Study text »
================================

Tangled reminds me of a book I finished reading a week ago. What happens when neurons in our brain get tangled and crosswired? Lots of interesting disorders ranging from the familiar to the unbelievable. Some disorders make us think, wonder and question our own sense of being and our perception of the world around us. The brain is the most complicated and fascinating organ of the human body. One small damage to a tiny part of it and it can make you think your left arm is your brother's and not yours. Dr. V. S. Ramachandran explains it all splendidly in his book "Phantoms in the Brain". I've never found a non-fiction book so riveting before. Here's a very interesting lecture he delivered at UCSD on what is it in his brain that makes him like a certain kind of art. The video is an hour and half, but very engaging. But, I speak for myself. I've always been interested in all things brain ever since the day my biology teacher in school made me draw a picture of the brain as homework that had me wonder, this yucky thing is the reason I can think and feel and reason? Wow! If you feel the way I do, then go ahead and watch it. You won't be disappointed.

Monday, 14 March 2011

Art Thou A Nerd

If you are, then you are probably already aware of what makes today so special. Today is Pi Day. Yes, today nerds celebrate the mathematical constant pi.

All non-nerds out there, you have another day to celebrate. July 22nd. Because, July 22nd is Pi Approximation Day. A day to celebrate the fraction 22/7.

Or does that make you a supernerd?

Tuesday, 8 March 2011

Out of harm's way

The Libyan unrest will forever be etched into my memory, because for me and my family it was personal. My dad was evacuated from Libya only two days ago. Thankfully, he left Zawiyah just before things got worse. Not that things were good before he left; in fact, when I called him up two days before he left Zawiyah he told me that he could hear gunshots outside his house. I was so scared I thought it was best if he just stayed inside the house; getting out of the house even for evacuation could be dangerous. But yesterday's news showed what would've happened if he had stayed there any longer - dozens of civilians were killed.

================================

Records »
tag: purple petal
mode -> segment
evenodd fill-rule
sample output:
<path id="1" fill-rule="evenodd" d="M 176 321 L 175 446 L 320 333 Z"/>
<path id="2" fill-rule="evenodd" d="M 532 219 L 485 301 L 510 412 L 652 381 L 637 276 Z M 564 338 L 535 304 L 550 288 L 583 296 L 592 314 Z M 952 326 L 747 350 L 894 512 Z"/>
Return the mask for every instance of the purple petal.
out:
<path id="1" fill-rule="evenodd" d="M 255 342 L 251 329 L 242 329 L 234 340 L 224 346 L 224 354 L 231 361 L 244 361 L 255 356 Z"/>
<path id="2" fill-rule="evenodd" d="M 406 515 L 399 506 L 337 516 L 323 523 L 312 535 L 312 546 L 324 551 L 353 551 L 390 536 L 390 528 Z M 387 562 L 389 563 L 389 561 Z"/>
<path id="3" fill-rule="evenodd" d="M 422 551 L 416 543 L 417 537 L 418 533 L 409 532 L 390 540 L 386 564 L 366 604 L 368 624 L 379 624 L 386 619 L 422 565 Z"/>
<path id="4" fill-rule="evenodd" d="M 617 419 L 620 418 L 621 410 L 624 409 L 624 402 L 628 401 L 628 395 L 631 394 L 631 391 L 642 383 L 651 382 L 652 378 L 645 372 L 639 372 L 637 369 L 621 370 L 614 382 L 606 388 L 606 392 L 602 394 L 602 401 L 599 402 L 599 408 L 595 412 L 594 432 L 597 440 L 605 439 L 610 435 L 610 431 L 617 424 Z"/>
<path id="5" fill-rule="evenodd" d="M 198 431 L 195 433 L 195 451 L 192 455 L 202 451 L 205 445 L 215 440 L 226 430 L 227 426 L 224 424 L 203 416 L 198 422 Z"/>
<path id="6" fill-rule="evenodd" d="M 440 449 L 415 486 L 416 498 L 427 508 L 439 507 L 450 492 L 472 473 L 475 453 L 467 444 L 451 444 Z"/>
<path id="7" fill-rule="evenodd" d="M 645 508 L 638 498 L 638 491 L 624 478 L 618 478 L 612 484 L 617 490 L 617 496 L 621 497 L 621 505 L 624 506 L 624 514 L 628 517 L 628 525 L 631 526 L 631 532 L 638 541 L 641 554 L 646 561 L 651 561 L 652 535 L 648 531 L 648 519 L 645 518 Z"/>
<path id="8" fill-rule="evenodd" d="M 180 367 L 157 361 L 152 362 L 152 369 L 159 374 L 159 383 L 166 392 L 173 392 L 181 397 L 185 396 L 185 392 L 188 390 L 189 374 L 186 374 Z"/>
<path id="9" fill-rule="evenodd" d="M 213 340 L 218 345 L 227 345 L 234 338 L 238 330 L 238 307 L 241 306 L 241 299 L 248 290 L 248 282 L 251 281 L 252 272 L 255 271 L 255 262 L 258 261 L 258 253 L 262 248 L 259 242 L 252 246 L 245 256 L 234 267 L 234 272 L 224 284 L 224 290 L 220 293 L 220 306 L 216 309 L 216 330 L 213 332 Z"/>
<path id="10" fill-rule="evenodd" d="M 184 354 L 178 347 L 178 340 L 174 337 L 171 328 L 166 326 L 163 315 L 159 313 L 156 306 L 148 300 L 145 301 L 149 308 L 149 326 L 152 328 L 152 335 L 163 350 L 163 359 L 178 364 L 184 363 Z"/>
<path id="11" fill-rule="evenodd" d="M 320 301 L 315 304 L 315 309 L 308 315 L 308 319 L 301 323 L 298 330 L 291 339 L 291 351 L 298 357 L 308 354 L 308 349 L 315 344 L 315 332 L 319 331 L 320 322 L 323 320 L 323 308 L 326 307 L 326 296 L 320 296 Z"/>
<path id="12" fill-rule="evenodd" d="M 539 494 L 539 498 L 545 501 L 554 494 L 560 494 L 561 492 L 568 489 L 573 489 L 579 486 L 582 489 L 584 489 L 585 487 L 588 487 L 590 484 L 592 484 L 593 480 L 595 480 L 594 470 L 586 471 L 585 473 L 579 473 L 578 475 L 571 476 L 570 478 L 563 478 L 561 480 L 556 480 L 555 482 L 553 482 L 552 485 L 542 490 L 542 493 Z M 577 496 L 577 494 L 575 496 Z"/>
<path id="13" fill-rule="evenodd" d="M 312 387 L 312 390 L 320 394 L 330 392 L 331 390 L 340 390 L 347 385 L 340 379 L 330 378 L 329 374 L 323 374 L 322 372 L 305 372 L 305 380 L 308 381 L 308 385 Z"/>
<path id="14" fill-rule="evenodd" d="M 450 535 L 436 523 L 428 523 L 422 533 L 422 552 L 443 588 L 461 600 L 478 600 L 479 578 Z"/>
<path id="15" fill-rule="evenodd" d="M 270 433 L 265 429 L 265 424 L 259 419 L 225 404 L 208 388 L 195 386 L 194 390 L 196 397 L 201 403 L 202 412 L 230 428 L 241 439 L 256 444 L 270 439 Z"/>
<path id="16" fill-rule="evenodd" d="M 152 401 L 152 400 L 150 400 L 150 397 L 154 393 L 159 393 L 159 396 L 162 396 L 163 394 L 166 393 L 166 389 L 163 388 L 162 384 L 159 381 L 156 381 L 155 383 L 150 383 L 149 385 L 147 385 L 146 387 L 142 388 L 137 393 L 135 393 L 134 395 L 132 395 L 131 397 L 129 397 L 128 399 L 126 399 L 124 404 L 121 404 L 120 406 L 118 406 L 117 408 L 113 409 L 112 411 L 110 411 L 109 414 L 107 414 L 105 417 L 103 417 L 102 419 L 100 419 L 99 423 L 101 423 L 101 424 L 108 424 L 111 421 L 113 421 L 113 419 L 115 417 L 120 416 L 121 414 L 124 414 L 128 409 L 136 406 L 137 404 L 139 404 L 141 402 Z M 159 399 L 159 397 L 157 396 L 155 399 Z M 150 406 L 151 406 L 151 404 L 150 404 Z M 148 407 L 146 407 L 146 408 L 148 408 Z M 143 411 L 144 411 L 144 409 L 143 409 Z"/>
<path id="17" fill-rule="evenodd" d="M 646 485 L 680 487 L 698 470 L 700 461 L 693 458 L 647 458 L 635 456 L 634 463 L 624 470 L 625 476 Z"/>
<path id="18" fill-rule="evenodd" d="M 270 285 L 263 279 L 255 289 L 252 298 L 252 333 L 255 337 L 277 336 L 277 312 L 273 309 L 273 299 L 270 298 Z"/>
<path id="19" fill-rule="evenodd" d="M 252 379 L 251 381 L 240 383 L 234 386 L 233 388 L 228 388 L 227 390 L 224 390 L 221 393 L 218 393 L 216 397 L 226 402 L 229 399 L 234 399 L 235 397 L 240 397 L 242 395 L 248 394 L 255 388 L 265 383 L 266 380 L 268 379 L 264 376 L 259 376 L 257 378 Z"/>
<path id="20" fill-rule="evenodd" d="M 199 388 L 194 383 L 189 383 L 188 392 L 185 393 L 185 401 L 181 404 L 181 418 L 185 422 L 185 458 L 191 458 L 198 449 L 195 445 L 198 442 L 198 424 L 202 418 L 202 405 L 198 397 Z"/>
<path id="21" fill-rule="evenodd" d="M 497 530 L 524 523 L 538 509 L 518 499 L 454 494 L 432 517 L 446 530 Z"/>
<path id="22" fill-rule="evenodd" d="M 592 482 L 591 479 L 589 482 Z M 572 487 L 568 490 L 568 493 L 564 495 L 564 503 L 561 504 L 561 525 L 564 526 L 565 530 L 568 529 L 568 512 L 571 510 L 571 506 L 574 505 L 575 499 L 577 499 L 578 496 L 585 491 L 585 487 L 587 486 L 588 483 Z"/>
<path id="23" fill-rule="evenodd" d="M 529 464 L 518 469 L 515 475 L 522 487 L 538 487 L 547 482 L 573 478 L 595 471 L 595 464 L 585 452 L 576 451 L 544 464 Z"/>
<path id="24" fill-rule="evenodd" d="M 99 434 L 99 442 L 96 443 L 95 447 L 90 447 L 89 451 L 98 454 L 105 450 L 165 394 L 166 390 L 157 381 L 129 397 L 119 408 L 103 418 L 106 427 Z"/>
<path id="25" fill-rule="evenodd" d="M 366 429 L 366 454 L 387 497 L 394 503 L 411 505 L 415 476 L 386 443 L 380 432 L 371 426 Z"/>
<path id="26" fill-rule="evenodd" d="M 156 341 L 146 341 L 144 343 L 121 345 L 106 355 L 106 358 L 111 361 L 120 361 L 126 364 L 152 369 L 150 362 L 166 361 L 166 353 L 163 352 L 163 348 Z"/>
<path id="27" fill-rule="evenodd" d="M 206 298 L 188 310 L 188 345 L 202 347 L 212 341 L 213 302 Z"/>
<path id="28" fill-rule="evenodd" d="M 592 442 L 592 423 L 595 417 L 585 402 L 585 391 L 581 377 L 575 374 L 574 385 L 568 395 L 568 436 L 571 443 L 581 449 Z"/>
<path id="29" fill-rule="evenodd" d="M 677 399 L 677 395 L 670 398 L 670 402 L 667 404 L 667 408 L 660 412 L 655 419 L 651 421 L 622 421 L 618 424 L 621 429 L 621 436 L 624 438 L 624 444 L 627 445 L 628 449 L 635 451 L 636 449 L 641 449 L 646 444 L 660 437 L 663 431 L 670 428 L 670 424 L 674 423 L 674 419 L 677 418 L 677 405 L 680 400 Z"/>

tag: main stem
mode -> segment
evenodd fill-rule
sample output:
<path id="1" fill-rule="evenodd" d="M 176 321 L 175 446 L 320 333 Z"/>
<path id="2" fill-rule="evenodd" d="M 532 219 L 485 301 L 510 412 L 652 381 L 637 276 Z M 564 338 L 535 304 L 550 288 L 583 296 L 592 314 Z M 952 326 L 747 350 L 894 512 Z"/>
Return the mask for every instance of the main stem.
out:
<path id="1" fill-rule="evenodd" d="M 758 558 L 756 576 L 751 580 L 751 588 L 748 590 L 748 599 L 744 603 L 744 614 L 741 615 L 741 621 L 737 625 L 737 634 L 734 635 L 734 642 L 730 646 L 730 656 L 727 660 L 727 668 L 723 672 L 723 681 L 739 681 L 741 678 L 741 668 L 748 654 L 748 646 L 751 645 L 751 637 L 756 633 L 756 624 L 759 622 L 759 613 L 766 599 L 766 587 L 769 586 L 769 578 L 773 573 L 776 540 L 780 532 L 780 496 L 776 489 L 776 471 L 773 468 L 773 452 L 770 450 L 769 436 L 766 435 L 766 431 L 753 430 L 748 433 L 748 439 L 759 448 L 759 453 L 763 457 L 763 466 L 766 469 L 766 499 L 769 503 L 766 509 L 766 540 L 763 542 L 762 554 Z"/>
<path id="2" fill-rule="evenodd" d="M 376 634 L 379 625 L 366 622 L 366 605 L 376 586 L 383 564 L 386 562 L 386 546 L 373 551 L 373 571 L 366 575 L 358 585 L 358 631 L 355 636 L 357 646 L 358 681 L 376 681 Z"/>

================================

To do »
a. In the blog excerpt, why did the writer think it was best for the father to stay inside the house? Answer in one to three sentences.
b. What comes next in the blog excerpt? Continue it from the point where it stops.

Solved tasks »
a. The writer thought he should stay inside because leaving the house could be dangerous, even to be evacuated. Two days before he left Zawiyah, he had said he could hear gunshots outside his house.

b.
Dad's evacuation would've been painless if his bag wasn't stolen on his way to Tunisia. Dad and his Indian colleagues were to go to an airport in Tunisia to take a flight back to India. The Indian embassy sent buses and trucks to Zawiya. People would take the bus, and the luggage would be brought in trucks to Tunisia. At the Tunisian border, he had to give up his simcard and his phone! This meant he wouldn't be able to contact us until he reached India. On reaching Tunisia, he found one of his two bags missing -- the bag that had his laptop (months worth of research!) and all the cash. His bag was stolen. Dad was now rendered phone-less and penniless. Dad could manage just one call back home explaining his situation and that he had a few friends helping him out. He stayed in Tunisia for four days until his name turned up on the roster of evacuees. By then all his friends had already been evacuated. His stay at Tunisia, however, seemed pleasant because he and all the evacuees were accommodated at a three-star hotel and were provided with free and unlimited food (both veg and non-veg) throughout the day.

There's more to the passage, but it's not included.